**INPUT ROWS:**
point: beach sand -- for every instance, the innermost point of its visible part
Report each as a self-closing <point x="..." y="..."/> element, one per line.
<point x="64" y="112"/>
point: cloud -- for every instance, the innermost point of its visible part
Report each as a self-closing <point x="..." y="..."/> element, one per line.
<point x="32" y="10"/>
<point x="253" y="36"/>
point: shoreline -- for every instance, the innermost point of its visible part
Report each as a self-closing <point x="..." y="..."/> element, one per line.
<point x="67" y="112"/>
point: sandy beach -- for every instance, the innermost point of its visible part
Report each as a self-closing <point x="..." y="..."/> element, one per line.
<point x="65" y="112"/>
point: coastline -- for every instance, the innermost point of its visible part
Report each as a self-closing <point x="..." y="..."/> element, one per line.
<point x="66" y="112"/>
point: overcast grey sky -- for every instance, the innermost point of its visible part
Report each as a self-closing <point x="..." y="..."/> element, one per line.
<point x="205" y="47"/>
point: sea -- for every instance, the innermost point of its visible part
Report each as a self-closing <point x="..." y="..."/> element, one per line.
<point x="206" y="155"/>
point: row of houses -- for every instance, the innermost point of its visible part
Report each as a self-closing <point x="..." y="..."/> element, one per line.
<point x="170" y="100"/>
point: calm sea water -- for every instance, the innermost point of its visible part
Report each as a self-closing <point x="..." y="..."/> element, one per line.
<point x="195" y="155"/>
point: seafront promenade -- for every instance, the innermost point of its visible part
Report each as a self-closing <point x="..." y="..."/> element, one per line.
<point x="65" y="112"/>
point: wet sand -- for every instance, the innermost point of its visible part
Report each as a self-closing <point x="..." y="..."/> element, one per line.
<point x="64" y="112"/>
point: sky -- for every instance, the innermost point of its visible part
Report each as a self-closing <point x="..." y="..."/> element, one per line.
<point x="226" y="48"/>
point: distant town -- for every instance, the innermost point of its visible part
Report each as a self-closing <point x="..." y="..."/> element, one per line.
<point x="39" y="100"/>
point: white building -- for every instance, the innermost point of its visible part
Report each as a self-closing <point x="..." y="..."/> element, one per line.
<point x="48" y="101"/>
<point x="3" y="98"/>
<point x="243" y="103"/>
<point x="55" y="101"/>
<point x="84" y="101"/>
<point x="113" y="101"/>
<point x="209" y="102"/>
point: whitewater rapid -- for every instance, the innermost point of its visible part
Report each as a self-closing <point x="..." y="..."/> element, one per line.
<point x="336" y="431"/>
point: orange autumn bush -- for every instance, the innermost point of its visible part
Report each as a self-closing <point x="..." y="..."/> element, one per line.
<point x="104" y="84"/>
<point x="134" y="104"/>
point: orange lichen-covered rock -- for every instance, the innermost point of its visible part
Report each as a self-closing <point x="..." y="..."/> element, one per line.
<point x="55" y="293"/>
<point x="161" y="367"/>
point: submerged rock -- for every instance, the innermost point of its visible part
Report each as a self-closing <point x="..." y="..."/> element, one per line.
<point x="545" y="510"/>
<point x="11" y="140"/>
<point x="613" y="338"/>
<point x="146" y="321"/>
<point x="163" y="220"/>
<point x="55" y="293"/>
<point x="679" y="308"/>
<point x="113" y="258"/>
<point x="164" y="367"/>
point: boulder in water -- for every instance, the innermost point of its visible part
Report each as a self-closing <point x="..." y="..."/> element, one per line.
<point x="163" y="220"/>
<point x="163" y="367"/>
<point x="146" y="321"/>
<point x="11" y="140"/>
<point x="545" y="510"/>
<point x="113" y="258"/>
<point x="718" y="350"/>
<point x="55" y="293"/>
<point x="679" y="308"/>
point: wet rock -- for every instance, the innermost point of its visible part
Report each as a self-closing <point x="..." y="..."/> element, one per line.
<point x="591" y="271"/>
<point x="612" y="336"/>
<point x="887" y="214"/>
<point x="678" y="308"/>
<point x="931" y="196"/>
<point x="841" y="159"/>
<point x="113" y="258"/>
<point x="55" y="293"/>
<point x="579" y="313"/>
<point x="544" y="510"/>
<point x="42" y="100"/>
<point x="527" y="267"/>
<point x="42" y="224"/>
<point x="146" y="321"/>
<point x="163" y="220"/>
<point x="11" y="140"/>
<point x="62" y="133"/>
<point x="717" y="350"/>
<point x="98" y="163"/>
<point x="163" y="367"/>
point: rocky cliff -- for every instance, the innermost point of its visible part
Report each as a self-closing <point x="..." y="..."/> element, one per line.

**TASK STATEMENT:**
Copy out the full set of records precisely, leaving nothing out.

**THE ANSWER:**
point: beach sand -- for every instance, the innermost point of its visible part
Report each as a self-closing <point x="..." y="..."/> element, one per line.
<point x="64" y="112"/>
point: cloud -- for every instance, the innermost point of its visible part
Report each as a self-closing <point x="..." y="..."/> element, one per line.
<point x="32" y="10"/>
<point x="253" y="36"/>
point: shoreline -- for every instance, the innermost point of its visible part
Report each as a self-closing <point x="..." y="..."/> element, one per line.
<point x="67" y="112"/>
point: sandy beach -- for every instance, the innermost point of its visible part
Report each as a self-closing <point x="..." y="..."/> element, one per line.
<point x="65" y="112"/>
point: coastline -- for every instance, the innermost point of its visible part
Report each as a self-closing <point x="..." y="..."/> element, one per line.
<point x="66" y="112"/>
point: overcast grey sky -- for every instance, the innermost point of its visible part
Report each as a self-closing <point x="..." y="..."/> element, one per line.
<point x="205" y="47"/>
point: sea -- for every instance, the innermost point of its visible part
Report each as a self-closing <point x="..." y="..."/> element, one per line.
<point x="206" y="155"/>
point: row of houses -- for every instance, the innermost point of its visible part
Report each as a self-closing <point x="..." y="..."/> element, one per line.
<point x="170" y="100"/>
point: calm sea water -- for every instance, the innermost point of its visible part
Report each as a self-closing <point x="..." y="..."/> element, one per line.
<point x="195" y="155"/>
point: seafront promenade -- for every instance, the innermost point of its visible part
Report each as a self-closing <point x="..." y="..."/> element, one per line.
<point x="65" y="112"/>
point: wet sand -- for every instance, the innermost point of its visible part
Report each as a self-closing <point x="..." y="..."/> element, one per line.
<point x="64" y="112"/>
point: sky -- for every instance, the innermost point of its visible part
Report each as a self-closing <point x="..." y="..."/> element, one per line.
<point x="226" y="48"/>
point: distant town -- for every instance, the innermost point of its visible part
Report each as a self-closing <point x="..." y="..."/> element, one per line.
<point x="39" y="100"/>
point: white building -- for every instance, the innermost point of its visible part
Report each as a self-closing <point x="..." y="..."/> element, one per line.
<point x="48" y="101"/>
<point x="3" y="98"/>
<point x="243" y="103"/>
<point x="55" y="101"/>
<point x="84" y="101"/>
<point x="113" y="101"/>
<point x="209" y="102"/>
point: whitewater rapid -- for every instance, the innermost point of its visible part
Report each as a self-closing <point x="..." y="..."/> element, one per line.
<point x="336" y="431"/>
point: orange autumn bush -- for every instance, the innermost point of its visible part
Report each as a self-closing <point x="..." y="..."/> element, one per line.
<point x="104" y="84"/>
<point x="134" y="104"/>
point: orange lichen-covered rock -- for every instance, the innermost point of its visible part
Report each as a self-closing <point x="..." y="..."/> element, one per line.
<point x="55" y="293"/>
<point x="161" y="367"/>
point: submerged rock -- for every instance, the innermost point of its visible part
Report each as a self-closing <point x="..." y="..."/> element, one per line.
<point x="545" y="510"/>
<point x="11" y="140"/>
<point x="613" y="338"/>
<point x="146" y="321"/>
<point x="163" y="220"/>
<point x="55" y="293"/>
<point x="679" y="308"/>
<point x="113" y="258"/>
<point x="164" y="367"/>
point: boulder in water -- for every instance, the innermost point of its visible part
Report each as a self-closing <point x="..." y="..."/> element, one per line.
<point x="163" y="220"/>
<point x="163" y="367"/>
<point x="146" y="321"/>
<point x="11" y="140"/>
<point x="545" y="510"/>
<point x="113" y="258"/>
<point x="718" y="350"/>
<point x="55" y="293"/>
<point x="679" y="308"/>
point: wet rock -- for every instance, the innermost point of its visible part
Report each as a self-closing <point x="..." y="..."/> element, one per line.
<point x="591" y="271"/>
<point x="612" y="336"/>
<point x="887" y="214"/>
<point x="678" y="308"/>
<point x="931" y="196"/>
<point x="841" y="159"/>
<point x="113" y="258"/>
<point x="55" y="293"/>
<point x="579" y="313"/>
<point x="544" y="510"/>
<point x="42" y="100"/>
<point x="527" y="267"/>
<point x="42" y="224"/>
<point x="146" y="321"/>
<point x="163" y="220"/>
<point x="11" y="140"/>
<point x="62" y="133"/>
<point x="717" y="350"/>
<point x="98" y="163"/>
<point x="163" y="367"/>
point: rocky cliff -- for every instance, the innermost point of its visible part
Report each as a self-closing <point x="..." y="..."/> element, one per line.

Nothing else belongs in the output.